#### Problem details
All lines in the data that hold the word "mushroom" need copying.

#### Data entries
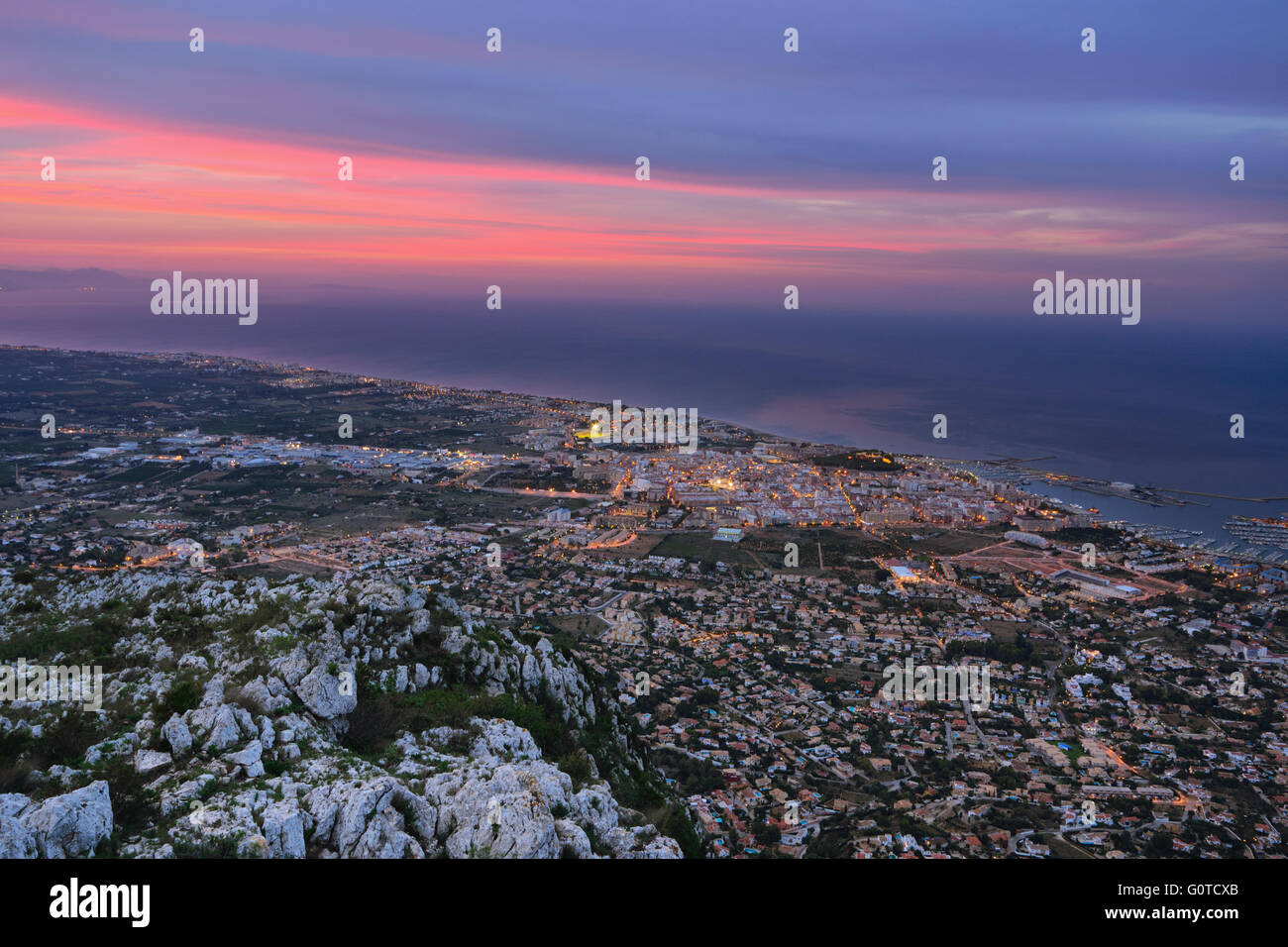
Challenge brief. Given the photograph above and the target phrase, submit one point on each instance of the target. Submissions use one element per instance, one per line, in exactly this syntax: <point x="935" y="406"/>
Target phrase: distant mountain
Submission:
<point x="62" y="278"/>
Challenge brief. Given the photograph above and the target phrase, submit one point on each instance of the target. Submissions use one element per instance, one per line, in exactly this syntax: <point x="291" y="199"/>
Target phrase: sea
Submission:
<point x="1149" y="403"/>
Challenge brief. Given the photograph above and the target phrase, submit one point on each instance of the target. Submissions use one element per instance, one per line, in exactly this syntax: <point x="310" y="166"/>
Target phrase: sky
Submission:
<point x="767" y="167"/>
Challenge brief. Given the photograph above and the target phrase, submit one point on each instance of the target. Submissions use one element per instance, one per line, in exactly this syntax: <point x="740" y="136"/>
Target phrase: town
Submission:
<point x="741" y="598"/>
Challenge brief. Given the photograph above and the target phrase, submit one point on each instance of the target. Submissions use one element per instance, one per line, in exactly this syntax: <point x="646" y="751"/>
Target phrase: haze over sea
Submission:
<point x="1146" y="403"/>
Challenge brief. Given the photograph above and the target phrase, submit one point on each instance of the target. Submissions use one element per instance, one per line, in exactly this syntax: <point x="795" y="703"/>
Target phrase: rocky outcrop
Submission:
<point x="261" y="766"/>
<point x="65" y="826"/>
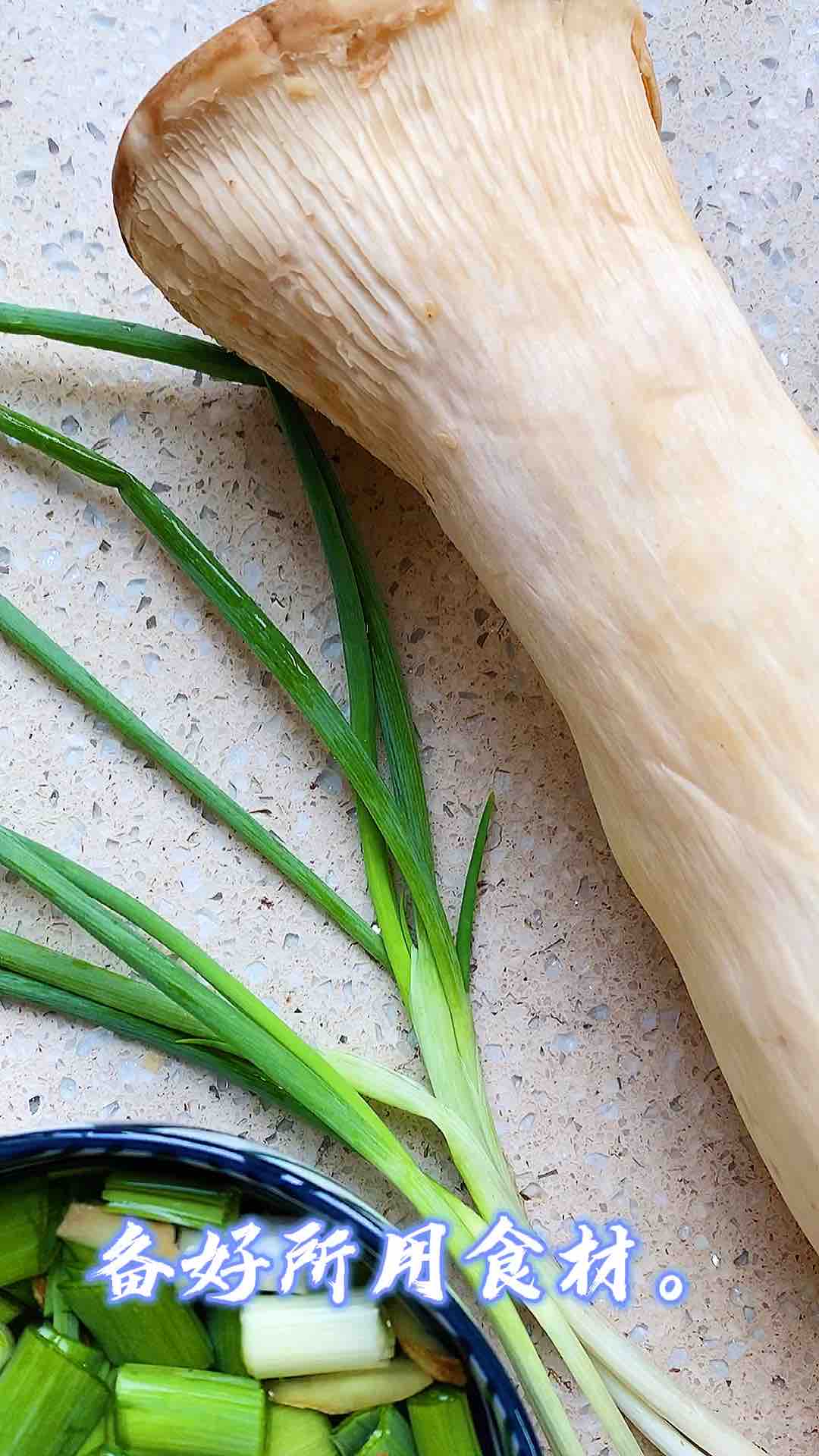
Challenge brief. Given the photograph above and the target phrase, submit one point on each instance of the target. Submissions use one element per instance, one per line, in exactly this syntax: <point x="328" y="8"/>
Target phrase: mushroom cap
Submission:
<point x="337" y="188"/>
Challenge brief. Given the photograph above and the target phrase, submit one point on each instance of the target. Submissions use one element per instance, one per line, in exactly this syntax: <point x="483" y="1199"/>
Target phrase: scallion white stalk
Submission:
<point x="292" y="1337"/>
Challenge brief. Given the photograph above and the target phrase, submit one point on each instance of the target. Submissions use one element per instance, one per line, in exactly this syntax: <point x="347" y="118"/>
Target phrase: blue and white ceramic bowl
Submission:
<point x="284" y="1187"/>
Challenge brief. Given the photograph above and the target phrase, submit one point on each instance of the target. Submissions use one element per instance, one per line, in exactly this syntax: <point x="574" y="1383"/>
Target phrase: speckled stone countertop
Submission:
<point x="605" y="1088"/>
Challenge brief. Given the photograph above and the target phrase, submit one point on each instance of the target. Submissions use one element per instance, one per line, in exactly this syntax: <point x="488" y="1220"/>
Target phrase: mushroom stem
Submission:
<point x="457" y="235"/>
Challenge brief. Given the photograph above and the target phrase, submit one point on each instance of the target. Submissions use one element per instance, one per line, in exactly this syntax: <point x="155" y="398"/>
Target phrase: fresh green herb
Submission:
<point x="169" y="1201"/>
<point x="224" y="1329"/>
<point x="161" y="1331"/>
<point x="28" y="1231"/>
<point x="9" y="1307"/>
<point x="466" y="918"/>
<point x="442" y="1421"/>
<point x="297" y="1433"/>
<point x="190" y="1413"/>
<point x="394" y="1438"/>
<point x="52" y="1395"/>
<point x="353" y="1433"/>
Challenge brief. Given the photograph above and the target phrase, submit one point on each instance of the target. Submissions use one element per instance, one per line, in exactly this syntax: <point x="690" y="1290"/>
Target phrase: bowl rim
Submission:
<point x="254" y="1164"/>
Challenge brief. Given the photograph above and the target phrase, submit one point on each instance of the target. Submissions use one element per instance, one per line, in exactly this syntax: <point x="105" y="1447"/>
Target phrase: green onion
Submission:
<point x="93" y="1226"/>
<point x="297" y="1433"/>
<point x="394" y="1438"/>
<point x="52" y="1395"/>
<point x="22" y="1292"/>
<point x="9" y="1308"/>
<point x="188" y="1413"/>
<point x="17" y="628"/>
<point x="169" y="1201"/>
<point x="95" y="1442"/>
<point x="224" y="1329"/>
<point x="309" y="1335"/>
<point x="350" y="1389"/>
<point x="28" y="1229"/>
<point x="162" y="1331"/>
<point x="129" y="338"/>
<point x="353" y="1433"/>
<point x="442" y="1421"/>
<point x="466" y="918"/>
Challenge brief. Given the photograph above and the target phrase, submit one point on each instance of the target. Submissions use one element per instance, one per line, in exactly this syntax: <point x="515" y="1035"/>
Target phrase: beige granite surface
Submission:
<point x="605" y="1088"/>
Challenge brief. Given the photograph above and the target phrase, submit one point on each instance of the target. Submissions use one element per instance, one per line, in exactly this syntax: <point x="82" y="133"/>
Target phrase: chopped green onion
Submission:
<point x="309" y="1335"/>
<point x="52" y="1395"/>
<point x="352" y="1389"/>
<point x="93" y="1226"/>
<point x="96" y="1442"/>
<point x="28" y="1229"/>
<point x="297" y="1433"/>
<point x="162" y="1331"/>
<point x="270" y="1245"/>
<point x="394" y="1438"/>
<point x="442" y="1421"/>
<point x="9" y="1308"/>
<point x="55" y="1307"/>
<point x="22" y="1292"/>
<point x="224" y="1329"/>
<point x="354" y="1432"/>
<point x="188" y="1413"/>
<point x="171" y="1203"/>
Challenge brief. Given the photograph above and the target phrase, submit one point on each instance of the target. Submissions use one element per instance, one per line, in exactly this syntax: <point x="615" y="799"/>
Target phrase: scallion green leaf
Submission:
<point x="466" y="918"/>
<point x="136" y="340"/>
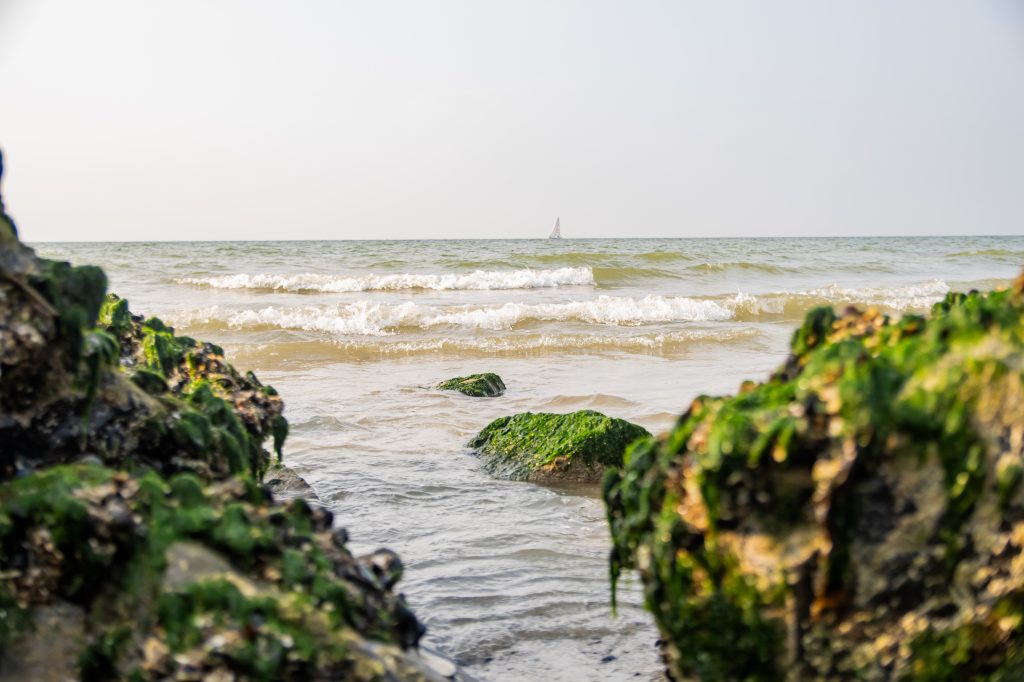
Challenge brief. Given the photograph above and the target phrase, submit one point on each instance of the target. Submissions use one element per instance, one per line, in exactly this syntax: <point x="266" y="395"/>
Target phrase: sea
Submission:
<point x="511" y="578"/>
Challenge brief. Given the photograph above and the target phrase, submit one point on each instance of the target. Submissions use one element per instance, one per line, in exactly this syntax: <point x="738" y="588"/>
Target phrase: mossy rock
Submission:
<point x="475" y="385"/>
<point x="853" y="517"/>
<point x="177" y="578"/>
<point x="131" y="512"/>
<point x="548" y="448"/>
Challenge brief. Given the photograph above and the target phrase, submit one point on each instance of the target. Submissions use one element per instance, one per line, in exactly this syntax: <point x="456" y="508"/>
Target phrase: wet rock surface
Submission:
<point x="475" y="385"/>
<point x="859" y="515"/>
<point x="132" y="509"/>
<point x="550" y="448"/>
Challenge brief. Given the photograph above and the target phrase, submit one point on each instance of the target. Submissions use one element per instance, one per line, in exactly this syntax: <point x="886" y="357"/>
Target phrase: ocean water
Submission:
<point x="510" y="578"/>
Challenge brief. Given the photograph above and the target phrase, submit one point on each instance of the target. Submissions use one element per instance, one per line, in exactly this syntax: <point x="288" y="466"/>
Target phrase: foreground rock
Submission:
<point x="136" y="541"/>
<point x="547" y="448"/>
<point x="475" y="385"/>
<point x="857" y="516"/>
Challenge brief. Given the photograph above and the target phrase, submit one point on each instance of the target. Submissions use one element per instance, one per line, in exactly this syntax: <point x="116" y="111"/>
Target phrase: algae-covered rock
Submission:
<point x="859" y="515"/>
<point x="179" y="578"/>
<point x="88" y="378"/>
<point x="136" y="541"/>
<point x="548" y="448"/>
<point x="475" y="385"/>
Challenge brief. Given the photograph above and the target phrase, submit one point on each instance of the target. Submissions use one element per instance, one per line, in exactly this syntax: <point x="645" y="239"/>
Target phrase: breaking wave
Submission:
<point x="371" y="318"/>
<point x="379" y="320"/>
<point x="479" y="281"/>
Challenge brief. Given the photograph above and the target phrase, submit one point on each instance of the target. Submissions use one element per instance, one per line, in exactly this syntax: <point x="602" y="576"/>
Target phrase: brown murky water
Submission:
<point x="510" y="578"/>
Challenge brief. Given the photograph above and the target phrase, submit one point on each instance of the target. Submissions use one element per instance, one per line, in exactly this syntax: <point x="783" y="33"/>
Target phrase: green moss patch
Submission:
<point x="475" y="385"/>
<point x="824" y="519"/>
<point x="542" y="446"/>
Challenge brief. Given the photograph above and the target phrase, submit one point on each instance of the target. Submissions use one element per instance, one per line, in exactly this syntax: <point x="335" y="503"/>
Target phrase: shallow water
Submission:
<point x="510" y="578"/>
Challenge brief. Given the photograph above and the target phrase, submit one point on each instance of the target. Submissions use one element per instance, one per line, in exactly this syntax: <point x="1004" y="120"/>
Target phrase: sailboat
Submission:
<point x="556" y="233"/>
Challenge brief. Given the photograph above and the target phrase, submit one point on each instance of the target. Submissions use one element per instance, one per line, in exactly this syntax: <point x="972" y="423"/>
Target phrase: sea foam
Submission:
<point x="479" y="281"/>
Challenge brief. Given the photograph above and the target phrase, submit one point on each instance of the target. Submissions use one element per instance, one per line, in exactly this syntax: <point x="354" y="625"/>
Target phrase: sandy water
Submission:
<point x="510" y="578"/>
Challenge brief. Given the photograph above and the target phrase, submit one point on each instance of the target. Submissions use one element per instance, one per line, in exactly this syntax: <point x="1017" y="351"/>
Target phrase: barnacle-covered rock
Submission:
<point x="181" y="579"/>
<point x="82" y="377"/>
<point x="136" y="541"/>
<point x="550" y="448"/>
<point x="859" y="515"/>
<point x="475" y="385"/>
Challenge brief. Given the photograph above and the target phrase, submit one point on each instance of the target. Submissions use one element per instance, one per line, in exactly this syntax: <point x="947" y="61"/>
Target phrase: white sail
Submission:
<point x="556" y="233"/>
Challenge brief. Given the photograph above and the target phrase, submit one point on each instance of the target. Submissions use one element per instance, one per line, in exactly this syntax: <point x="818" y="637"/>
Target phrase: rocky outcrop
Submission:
<point x="136" y="540"/>
<point x="549" y="448"/>
<point x="475" y="385"/>
<point x="859" y="515"/>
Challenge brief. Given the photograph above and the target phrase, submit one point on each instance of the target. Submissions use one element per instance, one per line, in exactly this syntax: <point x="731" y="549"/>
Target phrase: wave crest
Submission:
<point x="478" y="281"/>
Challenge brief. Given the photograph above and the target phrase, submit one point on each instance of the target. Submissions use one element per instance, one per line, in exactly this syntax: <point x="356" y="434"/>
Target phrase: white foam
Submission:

#### Solved exercise
Target phrase: mushroom cap
Target phrase: mushroom stem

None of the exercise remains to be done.